# [SUPPLIED RECORDS]
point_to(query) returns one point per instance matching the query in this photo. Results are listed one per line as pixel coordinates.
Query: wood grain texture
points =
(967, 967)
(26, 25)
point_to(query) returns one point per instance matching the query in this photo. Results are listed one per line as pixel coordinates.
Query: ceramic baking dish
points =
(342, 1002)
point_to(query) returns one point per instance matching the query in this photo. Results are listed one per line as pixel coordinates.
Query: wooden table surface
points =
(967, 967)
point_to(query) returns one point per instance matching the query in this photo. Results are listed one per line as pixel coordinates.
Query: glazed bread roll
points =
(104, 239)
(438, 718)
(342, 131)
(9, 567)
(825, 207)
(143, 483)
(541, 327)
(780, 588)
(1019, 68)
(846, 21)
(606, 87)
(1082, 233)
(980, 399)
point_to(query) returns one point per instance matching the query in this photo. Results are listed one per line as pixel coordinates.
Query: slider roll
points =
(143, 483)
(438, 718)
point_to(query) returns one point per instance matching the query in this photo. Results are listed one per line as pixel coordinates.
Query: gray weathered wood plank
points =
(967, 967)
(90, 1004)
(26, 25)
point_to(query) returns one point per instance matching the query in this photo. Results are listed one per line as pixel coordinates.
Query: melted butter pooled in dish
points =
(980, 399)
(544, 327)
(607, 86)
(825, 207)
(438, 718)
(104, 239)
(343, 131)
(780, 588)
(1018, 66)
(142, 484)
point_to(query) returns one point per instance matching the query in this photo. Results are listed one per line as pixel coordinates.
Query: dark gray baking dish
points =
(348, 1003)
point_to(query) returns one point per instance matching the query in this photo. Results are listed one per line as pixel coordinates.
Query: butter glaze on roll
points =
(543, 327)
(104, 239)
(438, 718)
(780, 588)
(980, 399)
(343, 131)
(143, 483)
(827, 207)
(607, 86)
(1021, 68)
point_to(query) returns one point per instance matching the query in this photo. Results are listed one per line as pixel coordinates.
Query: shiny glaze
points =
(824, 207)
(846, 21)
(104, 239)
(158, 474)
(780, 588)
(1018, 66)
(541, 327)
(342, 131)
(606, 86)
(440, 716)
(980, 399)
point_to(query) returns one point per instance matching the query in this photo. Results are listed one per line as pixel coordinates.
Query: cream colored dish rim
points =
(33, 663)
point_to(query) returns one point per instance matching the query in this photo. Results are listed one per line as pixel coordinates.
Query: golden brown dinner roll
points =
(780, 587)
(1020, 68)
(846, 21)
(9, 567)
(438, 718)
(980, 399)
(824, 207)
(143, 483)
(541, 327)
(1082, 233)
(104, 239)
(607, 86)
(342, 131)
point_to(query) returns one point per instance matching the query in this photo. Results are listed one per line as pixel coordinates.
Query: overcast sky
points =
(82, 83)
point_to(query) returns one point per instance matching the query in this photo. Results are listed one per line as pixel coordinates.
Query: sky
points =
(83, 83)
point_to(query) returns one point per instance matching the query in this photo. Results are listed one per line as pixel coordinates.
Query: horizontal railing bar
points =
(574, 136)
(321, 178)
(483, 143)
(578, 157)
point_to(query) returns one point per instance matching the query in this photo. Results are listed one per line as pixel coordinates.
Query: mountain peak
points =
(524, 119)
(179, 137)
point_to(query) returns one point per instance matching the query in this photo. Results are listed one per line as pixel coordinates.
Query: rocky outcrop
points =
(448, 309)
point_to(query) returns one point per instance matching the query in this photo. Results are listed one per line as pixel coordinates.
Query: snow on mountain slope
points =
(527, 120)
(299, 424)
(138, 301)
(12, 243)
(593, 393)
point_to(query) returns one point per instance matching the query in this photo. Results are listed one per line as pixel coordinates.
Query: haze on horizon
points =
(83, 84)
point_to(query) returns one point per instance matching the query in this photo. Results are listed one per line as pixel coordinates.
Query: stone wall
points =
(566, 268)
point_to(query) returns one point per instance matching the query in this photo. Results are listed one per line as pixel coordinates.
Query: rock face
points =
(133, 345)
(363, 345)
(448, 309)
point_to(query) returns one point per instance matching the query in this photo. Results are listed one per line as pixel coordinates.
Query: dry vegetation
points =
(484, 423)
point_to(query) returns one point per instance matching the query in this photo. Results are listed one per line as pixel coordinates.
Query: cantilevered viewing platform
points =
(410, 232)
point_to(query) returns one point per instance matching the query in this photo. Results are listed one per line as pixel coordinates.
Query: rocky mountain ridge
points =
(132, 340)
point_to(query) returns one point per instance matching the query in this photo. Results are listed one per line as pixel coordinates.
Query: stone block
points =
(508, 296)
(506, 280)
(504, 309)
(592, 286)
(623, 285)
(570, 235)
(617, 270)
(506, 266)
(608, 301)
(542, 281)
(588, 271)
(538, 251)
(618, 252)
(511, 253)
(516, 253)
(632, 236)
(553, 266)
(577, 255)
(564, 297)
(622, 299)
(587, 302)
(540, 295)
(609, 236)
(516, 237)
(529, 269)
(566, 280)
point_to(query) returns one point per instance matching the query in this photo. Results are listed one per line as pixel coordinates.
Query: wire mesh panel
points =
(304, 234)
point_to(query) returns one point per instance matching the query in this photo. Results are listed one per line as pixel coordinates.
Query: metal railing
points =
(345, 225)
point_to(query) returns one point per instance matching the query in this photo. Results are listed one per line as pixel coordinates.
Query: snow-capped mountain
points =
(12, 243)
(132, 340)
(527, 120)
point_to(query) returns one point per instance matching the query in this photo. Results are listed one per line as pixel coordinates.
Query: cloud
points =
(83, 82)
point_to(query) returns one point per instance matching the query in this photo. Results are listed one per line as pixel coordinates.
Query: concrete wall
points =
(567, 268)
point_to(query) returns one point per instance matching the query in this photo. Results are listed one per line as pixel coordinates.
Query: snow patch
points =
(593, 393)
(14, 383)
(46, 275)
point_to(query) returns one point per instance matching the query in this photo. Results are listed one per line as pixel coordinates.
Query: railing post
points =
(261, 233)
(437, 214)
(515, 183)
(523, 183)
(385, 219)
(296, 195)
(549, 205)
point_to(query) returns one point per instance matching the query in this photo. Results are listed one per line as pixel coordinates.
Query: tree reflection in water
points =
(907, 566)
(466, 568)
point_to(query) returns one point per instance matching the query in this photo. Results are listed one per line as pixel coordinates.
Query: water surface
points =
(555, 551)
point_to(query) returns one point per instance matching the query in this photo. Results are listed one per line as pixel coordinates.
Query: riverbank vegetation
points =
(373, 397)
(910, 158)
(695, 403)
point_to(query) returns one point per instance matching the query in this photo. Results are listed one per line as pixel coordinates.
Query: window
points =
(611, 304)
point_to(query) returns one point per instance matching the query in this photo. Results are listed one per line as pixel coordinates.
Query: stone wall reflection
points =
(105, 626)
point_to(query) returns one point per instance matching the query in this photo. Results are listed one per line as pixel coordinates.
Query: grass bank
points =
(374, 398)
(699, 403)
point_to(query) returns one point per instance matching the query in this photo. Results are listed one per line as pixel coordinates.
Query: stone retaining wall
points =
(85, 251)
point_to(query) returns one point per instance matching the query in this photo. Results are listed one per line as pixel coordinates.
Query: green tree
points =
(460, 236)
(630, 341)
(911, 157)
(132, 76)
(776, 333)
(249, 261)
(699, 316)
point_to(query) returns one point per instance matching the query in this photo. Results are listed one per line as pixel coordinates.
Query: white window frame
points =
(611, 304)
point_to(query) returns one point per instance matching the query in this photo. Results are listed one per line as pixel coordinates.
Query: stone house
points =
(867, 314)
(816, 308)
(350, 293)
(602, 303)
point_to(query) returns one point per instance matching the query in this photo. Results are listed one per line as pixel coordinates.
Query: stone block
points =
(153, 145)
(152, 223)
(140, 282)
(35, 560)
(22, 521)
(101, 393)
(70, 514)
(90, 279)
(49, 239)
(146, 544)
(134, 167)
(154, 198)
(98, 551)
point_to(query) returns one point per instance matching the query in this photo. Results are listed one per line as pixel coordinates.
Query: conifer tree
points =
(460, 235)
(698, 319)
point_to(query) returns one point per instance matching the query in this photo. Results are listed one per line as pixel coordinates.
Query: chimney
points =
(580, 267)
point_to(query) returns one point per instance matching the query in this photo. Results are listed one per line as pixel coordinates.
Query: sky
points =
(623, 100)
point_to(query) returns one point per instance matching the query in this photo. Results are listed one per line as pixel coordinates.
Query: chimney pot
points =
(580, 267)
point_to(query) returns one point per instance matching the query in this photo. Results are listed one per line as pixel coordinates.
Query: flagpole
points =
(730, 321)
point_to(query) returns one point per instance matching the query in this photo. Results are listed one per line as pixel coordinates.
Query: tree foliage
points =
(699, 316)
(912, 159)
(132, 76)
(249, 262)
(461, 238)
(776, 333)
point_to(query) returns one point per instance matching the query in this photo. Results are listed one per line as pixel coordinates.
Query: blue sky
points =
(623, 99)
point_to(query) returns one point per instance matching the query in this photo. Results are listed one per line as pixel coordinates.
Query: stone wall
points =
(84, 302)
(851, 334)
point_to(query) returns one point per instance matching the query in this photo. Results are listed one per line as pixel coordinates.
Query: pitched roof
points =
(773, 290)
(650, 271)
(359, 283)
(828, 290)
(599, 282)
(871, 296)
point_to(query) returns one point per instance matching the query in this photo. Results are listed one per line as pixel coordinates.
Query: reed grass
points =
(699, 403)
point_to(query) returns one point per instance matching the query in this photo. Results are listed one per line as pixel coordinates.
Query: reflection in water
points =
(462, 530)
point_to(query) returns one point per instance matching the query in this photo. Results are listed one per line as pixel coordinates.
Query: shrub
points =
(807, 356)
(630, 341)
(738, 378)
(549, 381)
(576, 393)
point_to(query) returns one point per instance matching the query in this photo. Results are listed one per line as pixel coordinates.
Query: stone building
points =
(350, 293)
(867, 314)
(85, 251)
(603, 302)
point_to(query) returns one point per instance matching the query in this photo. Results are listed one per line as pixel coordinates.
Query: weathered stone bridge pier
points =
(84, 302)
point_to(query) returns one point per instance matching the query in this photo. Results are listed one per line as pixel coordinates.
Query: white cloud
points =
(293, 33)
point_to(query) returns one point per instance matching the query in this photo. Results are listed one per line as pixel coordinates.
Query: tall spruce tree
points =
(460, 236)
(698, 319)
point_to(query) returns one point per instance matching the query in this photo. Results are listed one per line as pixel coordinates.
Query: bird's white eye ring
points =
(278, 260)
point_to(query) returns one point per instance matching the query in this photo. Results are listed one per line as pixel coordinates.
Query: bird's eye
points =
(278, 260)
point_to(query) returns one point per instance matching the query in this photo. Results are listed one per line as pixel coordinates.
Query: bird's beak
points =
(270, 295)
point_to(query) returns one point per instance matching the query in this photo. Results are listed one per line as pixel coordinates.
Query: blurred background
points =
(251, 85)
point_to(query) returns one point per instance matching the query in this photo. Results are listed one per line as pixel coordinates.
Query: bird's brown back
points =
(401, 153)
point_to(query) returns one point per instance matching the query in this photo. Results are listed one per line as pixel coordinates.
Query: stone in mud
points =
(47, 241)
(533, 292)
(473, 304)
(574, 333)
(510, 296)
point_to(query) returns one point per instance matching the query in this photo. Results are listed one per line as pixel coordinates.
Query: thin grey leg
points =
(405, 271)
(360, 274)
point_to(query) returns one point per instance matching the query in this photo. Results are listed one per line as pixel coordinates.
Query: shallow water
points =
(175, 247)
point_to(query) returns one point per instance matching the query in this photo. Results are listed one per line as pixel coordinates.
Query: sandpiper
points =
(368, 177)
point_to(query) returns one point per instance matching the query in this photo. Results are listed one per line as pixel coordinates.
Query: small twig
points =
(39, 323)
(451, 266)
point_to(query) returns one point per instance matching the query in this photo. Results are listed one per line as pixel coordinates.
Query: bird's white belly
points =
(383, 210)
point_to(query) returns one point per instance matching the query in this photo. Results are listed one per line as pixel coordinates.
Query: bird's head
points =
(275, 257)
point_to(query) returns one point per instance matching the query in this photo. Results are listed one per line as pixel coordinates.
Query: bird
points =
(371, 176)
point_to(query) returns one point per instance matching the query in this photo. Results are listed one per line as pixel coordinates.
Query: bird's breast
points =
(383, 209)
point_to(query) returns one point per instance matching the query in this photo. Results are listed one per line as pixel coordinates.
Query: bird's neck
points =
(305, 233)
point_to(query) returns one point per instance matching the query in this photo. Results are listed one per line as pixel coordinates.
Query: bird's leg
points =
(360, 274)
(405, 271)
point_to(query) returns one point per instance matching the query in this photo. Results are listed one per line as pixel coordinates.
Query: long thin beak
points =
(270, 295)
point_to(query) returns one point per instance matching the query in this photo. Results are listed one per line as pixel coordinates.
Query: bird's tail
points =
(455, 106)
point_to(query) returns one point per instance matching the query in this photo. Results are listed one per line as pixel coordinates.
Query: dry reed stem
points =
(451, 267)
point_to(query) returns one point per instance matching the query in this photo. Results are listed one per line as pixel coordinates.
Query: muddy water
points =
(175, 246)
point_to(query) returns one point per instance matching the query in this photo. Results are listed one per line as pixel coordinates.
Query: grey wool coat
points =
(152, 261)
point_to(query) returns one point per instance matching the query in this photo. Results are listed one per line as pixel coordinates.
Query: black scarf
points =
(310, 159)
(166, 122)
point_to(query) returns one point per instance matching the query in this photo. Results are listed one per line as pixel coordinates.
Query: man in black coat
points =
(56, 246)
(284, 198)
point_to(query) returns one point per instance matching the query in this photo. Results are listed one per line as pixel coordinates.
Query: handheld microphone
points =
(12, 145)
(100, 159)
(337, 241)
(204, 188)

# [TASK OBJECTIVE]
Pull from the data each line where the string "tree" turns up.

# [EXERCISE OUTPUT]
Query: tree reflection in water
Query: green tree
Query: conifer tree
Query: tree foliage
Query: tall spruce tree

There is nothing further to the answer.